### GIVEN REQUEST 1:
Decide whether each statement below agrees with the diff of LoopStrengthReduce.cpp, answering yes or no and quoting the deciding words. (a) The diff fixes the spelling of "Recurrsion" in a comment. (b) After the change, LSRUse::InsertFormula still takes a size_t LUIdx parameter. (c) After the change, isAlwaysFoldable still takes a ScalarEvolution &SE parameter.
### GIVEN REQUEST 2:
Copy the part of the diff of LoopStrengthReduce.cpp starting at "void check() const;" and ending at "r uniquifying.", substituting "SortKey" for each "Key".
### GIVEN REQUEST 3:
According to the comment in the diff of LoopStrengthReduce.cpp, what is the fast path in isAlwaysFoldable?

### PROVIDED TEXT:
┌──
This test case:

[oota-llvm.git] / lib / Transforms / Scalar / LoopStrengthReduce.cpp
diff --git a/lib/Transforms/Scalar/LoopStrengthReduce.cpp b/lib/Transforms/Scalar/LoopStrengthReduce.cpp

index cf3d702d633f25650a3889214e8b96dc73151cf5..14274296de7da2bebf3a69d6370dcf64203a639b 100644 (file)
--- a/lib/Transforms/Scalar/LoopStrengthReduce.cpp
+++ b/lib/Transforms/Scalar/LoopStrengthReduce.cpp
@@ -198,7 +198,7 @@ struct Formula {
  
  }
  
-/// DoInitialMatch - Recurrsion helper for InitialMatch.
+/// DoInitialMatch - Recursion helper for InitialMatch.
  static void DoInitialMatch(const SCEV *S, Loop *L,
                             SmallVectorImpl<const SCEV *> &Good,
                             SmallVectorImpl<const SCEV *> &Bad,
@@ -912,7 +912,7 @@ public:
                                        MaxOffset(INT64_MIN),
                                        AllFixupsOutsideLoop(true) {}
  
-  bool InsertFormula(size_t LUIdx, const Formula &F);
+  bool InsertFormula(const Formula &F);
  
    void check() const;
  
@@ -922,7 +922,7 @@ public:
  
  /// InsertFormula - If the given formula has not yet been inserted, add it to
  /// the list, and return true. Return false otherwise.
-bool LSRUse::InsertFormula(size_t LUIdx, const Formula &F) {
+bool LSRUse::InsertFormula(const Formula &F) {
    SmallVector<const SCEV *, 2> Key = F.BaseRegs;
    if (F.ScaledReg) Key.push_back(F.ScaledReg);
    // Unstable sort by host order ok, because this is only used for uniquifying.
@@ -1057,8 +1057,7 @@ static bool isAlwaysFoldable(int64_t BaseOffs,
                               GlobalValue *BaseGV,
                               bool HasBaseReg,
                               LSRUse::KindType Kind, const Type *AccessTy,
-                             const TargetLowering *TLI,
-                             ScalarEvolution &SE) {
+                             const TargetLowering *TLI) {
    // Fast-path: zero is always foldable.
└──
### EXTRACTED ENTRIES:
┌──
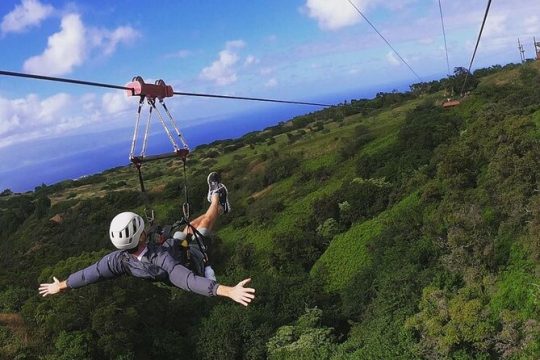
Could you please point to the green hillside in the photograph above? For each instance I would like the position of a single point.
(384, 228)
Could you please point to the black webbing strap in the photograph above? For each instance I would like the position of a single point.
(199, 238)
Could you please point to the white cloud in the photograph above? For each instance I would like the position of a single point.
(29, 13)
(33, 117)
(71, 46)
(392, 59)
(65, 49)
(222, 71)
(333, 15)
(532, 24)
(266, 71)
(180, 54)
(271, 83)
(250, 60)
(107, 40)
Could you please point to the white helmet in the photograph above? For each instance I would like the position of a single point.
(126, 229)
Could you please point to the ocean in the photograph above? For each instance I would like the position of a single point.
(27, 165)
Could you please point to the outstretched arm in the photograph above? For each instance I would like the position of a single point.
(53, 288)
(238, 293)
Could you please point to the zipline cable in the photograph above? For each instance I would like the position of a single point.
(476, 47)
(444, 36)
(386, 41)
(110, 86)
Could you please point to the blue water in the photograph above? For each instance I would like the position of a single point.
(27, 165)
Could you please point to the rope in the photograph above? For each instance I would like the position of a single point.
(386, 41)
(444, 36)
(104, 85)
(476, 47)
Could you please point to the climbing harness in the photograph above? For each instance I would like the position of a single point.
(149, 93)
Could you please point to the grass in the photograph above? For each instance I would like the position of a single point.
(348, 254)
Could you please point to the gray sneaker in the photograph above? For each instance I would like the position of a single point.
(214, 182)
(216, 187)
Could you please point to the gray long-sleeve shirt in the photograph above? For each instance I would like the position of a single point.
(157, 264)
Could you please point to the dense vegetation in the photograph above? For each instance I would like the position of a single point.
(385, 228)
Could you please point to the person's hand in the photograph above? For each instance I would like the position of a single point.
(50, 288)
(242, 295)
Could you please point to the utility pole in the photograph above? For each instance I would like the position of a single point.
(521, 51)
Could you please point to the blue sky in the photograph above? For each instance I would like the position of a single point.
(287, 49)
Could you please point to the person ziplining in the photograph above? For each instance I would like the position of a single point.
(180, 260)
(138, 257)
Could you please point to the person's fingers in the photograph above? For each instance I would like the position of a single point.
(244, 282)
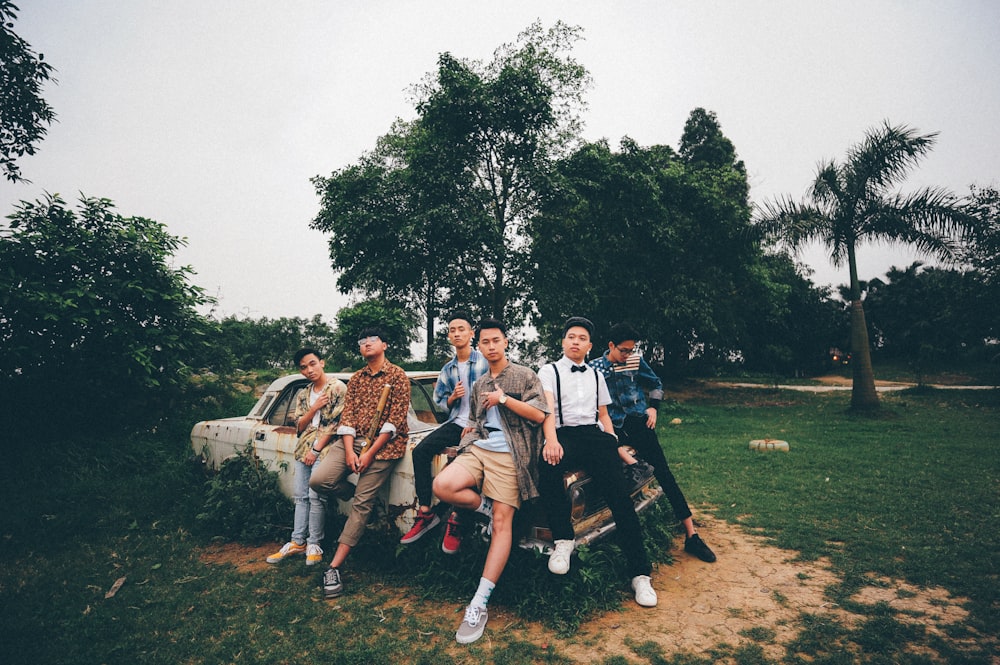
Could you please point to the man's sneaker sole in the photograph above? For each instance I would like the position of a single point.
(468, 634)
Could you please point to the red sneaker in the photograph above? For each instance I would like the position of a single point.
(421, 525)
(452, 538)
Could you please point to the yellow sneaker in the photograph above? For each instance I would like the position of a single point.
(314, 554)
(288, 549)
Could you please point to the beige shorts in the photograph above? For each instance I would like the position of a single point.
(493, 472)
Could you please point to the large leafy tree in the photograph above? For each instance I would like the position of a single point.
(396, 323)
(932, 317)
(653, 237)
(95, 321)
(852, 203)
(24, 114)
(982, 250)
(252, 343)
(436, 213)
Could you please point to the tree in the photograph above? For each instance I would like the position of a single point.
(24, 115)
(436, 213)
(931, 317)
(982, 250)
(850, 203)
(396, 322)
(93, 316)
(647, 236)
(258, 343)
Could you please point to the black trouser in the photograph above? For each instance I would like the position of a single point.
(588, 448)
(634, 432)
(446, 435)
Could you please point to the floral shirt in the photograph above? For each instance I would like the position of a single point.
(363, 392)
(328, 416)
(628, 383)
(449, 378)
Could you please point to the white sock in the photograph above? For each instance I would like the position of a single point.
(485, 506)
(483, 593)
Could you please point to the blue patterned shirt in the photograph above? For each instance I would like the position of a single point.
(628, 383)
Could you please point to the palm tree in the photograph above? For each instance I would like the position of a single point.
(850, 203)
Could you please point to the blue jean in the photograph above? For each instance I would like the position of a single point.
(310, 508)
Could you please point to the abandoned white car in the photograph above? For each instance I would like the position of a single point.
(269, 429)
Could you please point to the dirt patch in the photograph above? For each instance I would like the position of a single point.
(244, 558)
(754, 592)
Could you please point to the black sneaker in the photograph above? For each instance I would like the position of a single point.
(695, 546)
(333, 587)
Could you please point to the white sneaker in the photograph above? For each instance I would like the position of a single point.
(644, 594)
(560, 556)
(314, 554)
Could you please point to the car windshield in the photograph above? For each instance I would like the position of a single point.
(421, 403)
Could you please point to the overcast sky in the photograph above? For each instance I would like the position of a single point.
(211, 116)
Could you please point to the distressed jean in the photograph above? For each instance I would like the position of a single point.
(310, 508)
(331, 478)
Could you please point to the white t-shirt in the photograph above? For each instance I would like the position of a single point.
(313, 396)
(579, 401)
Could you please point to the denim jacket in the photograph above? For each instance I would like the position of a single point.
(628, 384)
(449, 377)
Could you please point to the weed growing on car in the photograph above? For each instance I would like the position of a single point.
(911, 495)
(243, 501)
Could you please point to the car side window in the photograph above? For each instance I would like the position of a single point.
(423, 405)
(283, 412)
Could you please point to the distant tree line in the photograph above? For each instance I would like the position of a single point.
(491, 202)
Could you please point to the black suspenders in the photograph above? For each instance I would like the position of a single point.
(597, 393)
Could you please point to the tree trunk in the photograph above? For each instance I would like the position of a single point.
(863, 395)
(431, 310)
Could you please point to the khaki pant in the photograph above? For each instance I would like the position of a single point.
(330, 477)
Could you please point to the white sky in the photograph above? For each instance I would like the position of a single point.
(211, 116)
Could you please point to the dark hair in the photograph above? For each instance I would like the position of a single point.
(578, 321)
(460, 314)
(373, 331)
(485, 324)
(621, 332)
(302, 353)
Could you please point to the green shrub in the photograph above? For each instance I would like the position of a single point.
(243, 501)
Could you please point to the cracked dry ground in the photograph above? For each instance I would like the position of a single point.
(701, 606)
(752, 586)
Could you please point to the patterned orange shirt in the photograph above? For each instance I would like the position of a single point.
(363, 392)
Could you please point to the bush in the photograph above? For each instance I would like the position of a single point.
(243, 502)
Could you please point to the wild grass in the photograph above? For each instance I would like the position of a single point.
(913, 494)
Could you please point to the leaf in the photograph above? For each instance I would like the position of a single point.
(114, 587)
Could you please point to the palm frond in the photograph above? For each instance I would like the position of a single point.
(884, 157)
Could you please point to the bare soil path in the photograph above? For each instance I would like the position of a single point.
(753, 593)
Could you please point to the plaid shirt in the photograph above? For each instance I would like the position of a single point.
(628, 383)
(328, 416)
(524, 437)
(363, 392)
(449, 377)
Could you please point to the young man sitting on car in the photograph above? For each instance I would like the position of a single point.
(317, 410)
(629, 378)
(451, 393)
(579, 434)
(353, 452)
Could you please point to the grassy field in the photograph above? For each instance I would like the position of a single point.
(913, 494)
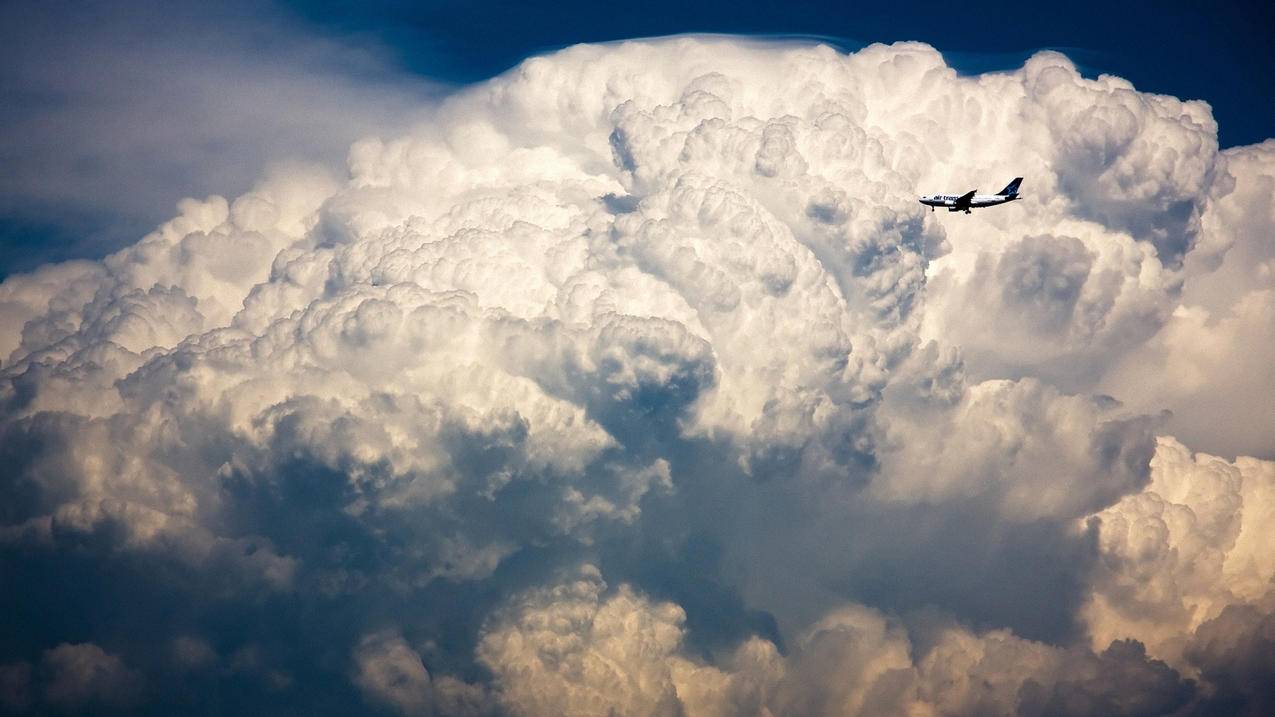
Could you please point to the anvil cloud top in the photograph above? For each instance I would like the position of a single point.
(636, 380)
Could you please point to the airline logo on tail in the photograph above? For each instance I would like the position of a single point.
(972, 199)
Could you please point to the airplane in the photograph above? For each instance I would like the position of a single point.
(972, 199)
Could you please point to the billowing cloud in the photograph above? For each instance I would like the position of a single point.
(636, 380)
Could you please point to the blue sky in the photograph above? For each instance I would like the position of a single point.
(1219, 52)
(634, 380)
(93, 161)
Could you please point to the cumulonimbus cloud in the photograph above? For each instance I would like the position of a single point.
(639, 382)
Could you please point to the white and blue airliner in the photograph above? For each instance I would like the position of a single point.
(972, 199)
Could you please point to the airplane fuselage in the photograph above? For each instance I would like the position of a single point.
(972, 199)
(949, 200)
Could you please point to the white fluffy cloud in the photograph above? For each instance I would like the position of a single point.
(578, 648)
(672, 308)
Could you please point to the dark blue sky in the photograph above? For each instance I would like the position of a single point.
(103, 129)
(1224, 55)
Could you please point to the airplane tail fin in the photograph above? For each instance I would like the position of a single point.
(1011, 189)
└──
### TASK SOLUTION 1:
(a) Yes: "-/// DoInitialMatch - Recurrsion helper for InitialMatch." becomes "+/// DoInitialMatch - Recursion helper for InitialMatch."
(b) No: "bool LSRUse::InsertFormula(const Formula &F) {"
(c) No: "const TargetLowering *TLI) {"

### TASK SOLUTION 2:
void check() const;
  
@@ -922,7 +922,7 @@ public:
  
  /// InsertFormula - If the given formula has not yet been inserted, add it to
  /// the list, and return true. Return false otherwise.
-bool LSRUse::InsertFormula(size_t LUIdx, const Formula &F) {
+bool LSRUse::InsertFormula(const Formula &F) {
    SmallVector<const SCEV *, 2> SortKey = F.BaseRegs;
    if (F.ScaledReg) SortKey.push_back(F.ScaledReg);
    // Unstable sort by host order ok, because this is only used for uniquifying.

### TASK SOLUTION 3:
Zero is always foldable.